Texto para revisar →
====================
Sigmund Freud. Este es el personaje en cuestión. Padre de toda una corriente intelectual, podemos decir incluso que de toda una ideología, el psicoanálisis, que ha pasado desapercibida por mí -ha sido de hecho despreciada por mí, para ser más exactos- a lo largo de toda mi vida. Robertson Davies pensaba de otra forma sobre el asunto, o por lo menos así me lo parece luego de leer su pequeña pero sustanciosa reseña del primer tomo de la biografía de Freud del doctor Ernest Jones, aparecida, la reseña, el 20 de febrero de 1954 en la revista Saturday Night de Toronto (fundada en 1887).

The Young Freud, 1856-1900 es el título en cuestión. Y ahí Jones ofrecía a sus lectores el Freud que todos, según Robertson Davies, deseaban conocer: ‘Cualquier libro sobre Freud -nos dice- que trate de simplificar su trabajo, o de darle un aire artificial de romance, será seguramente una falsificación de todo lo que fue, además de una negación de todos los principios a los que consagró su vida. El Dr. Jones no nos ha ahorrado detalle alguno sobre la formación inicial de Freud, de sus estudios médicos y neurológicos, de aquellas fases de su vida médica que no estaban relacionadas con el psicoanálisis. Se ha dispuesto a darnos la vida de Freud en su totalidad, y a pesar de su habilidad literaria hay largos pasajes que deben de ser un pesado y fatigoso trabajo para el lector no-médico. Pero el impacto total de este primer volumen es fuerte y fino. Este es Freud tal como lo habíamos querido conocer’.
====================
Datos de entrada →

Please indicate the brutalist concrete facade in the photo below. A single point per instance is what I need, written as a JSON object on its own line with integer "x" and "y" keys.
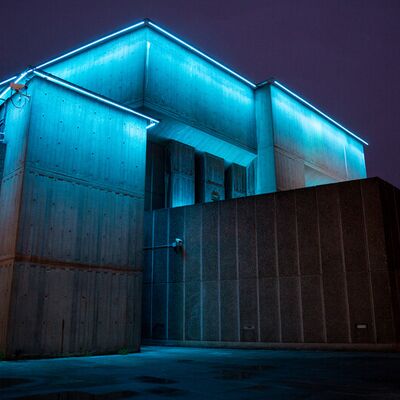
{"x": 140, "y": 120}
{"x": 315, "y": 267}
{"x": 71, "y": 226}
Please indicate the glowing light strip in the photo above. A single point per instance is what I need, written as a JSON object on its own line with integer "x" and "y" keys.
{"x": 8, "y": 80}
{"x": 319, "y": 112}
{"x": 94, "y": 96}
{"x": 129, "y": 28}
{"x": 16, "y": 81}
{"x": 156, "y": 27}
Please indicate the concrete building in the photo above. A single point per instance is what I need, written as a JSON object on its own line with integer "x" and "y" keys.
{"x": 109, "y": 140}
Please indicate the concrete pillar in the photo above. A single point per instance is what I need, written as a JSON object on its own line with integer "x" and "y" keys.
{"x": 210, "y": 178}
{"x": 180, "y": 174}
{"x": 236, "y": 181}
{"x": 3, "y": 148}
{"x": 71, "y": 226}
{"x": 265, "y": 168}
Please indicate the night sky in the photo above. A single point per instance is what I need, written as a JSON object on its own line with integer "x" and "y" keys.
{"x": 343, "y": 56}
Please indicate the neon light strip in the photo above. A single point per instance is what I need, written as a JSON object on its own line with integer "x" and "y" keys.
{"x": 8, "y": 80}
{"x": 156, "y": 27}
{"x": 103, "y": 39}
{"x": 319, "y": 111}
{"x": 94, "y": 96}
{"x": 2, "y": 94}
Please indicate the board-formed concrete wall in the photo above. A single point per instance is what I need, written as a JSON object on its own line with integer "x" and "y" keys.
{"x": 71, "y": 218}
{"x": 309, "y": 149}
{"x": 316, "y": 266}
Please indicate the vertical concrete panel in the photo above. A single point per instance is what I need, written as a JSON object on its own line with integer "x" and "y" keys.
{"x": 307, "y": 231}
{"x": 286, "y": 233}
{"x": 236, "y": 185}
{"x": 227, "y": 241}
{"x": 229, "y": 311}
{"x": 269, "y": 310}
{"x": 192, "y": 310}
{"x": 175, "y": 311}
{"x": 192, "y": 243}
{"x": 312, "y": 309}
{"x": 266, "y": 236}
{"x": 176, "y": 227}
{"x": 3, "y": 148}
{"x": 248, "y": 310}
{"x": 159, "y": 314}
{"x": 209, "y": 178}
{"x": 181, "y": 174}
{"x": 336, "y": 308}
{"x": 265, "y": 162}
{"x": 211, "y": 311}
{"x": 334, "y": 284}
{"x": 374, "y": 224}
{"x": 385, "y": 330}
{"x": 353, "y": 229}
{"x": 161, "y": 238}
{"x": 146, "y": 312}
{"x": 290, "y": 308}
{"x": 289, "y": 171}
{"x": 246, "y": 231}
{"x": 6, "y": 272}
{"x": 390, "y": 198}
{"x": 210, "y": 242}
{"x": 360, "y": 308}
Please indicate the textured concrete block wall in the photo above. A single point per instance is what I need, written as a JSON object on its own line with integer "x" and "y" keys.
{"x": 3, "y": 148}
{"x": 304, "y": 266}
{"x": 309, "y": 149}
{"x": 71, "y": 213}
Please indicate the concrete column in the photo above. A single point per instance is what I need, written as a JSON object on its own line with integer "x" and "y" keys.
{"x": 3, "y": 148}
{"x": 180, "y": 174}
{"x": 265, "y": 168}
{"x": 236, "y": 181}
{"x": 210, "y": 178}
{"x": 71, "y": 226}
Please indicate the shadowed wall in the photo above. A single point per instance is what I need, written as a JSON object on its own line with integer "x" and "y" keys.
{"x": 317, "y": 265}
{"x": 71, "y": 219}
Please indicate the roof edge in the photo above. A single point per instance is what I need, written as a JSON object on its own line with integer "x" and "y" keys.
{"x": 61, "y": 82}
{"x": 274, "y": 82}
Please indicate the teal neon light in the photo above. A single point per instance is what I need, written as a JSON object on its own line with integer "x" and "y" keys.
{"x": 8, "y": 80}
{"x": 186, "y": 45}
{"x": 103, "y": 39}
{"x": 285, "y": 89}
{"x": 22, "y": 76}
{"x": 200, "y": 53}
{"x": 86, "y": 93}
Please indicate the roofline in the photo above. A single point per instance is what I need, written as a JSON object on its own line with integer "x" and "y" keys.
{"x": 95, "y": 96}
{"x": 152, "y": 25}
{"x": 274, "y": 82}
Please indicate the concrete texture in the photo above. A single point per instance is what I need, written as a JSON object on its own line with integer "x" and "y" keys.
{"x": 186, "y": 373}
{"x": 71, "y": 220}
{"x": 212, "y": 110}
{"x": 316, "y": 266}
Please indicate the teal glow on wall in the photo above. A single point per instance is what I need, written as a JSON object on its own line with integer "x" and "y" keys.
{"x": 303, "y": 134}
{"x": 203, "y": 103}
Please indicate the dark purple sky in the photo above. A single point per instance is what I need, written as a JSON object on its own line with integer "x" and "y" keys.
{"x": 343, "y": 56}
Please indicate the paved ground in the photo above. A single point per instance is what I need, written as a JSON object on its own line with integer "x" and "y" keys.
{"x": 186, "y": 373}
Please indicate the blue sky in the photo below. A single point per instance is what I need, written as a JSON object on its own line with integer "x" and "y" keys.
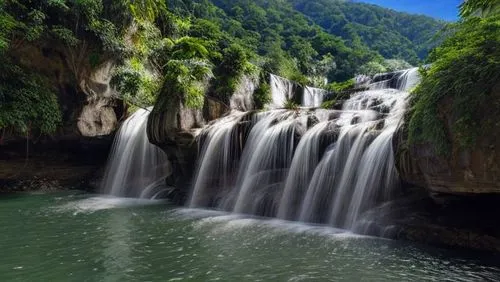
====================
Lo que se pide → ¿Cómo seguiría el texto sobre la reseña de Robertson Davies de la biografía de Freud? Escribe la continuación a partir de su última oración.

Respuesta →
Frente a la decepción de su Estudio autobiográfico, en la que el propio Freud esconde más de lo que muestra sobre su vida, y los estudios que solo se concentran en el Freud tardío o en el padre del psicoanálisis, hete aquí el trabajo de Ernest Jones que, según Robertson Davies, nos lo permite -o le permitió verlo a él- en la trayectoria que lo llevó de un joven sin rumbo ni destino en la vida, a la estampa de un hombre que, al final de ella, daba cuenta de haber desarrollado la calma magnificente de un genio triunfante, que hablaba con autoridad plena y probada, y cuyo prestigio era una barrera infranqueable para todos sus detractores.

Formado en una familia que pareciera haber sido más un lastre que un apoyo para su progreso, y en un ambiente y un tiempo adversos para un judío vienés como él, Sigmund Freud parece haber estado empujado por una determinación individual por la excelencia, por un afán por destacar entre sus pares que, a la postre, terminó siendo el motor fundamental de configuración de un carácter y un destino, forjado a base de esfuerzo y dedicación.

Al final de su bello texto, Robertson Davies recuerda el desdén que, según consigna Jones, también tuvo hacia Freud en su tiempo Thomas Mann, que lo veía con la soberbia de un literato de genio que le echaba en cara no conocer con la solvencia suficiente el caudal de obras literarias antiguas y modernas en las que también se daba cuenta de los abismos del alma y de la mente humana, a lo que Davies revira que, con todo su genio y maestría indiscutibles, Mann erraba en su dardo contra Freud, toda vez que la intuición de un poeta no puede compararse nunca con la potencia de una teoría científica, que es lo que Freud quiso hacer con su obra. Otra cosa es la discusión por saber si lo logró.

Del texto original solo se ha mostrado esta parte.